*** Opening of DATA PROVIDED ***

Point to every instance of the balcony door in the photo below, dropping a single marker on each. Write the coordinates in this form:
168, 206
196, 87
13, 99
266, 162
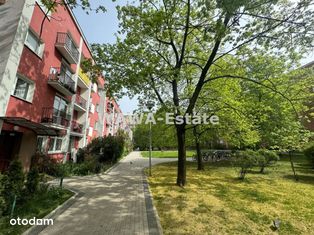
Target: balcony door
65, 73
60, 107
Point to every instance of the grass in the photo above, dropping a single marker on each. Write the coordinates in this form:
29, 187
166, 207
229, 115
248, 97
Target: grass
216, 202
166, 154
37, 206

*** Close of DATA PROVIDED ***

### WORK TASK
For every line above that includes the word "Write", return the line.

### EXERCISE SOLUTION
Point to every instance of the balcony door in the photo below, dropping a single marker on each. Write the coordinates in this form:
Point to every instance of the grass in the photo above, dropping a single marker on each. Write the coordinates in this form:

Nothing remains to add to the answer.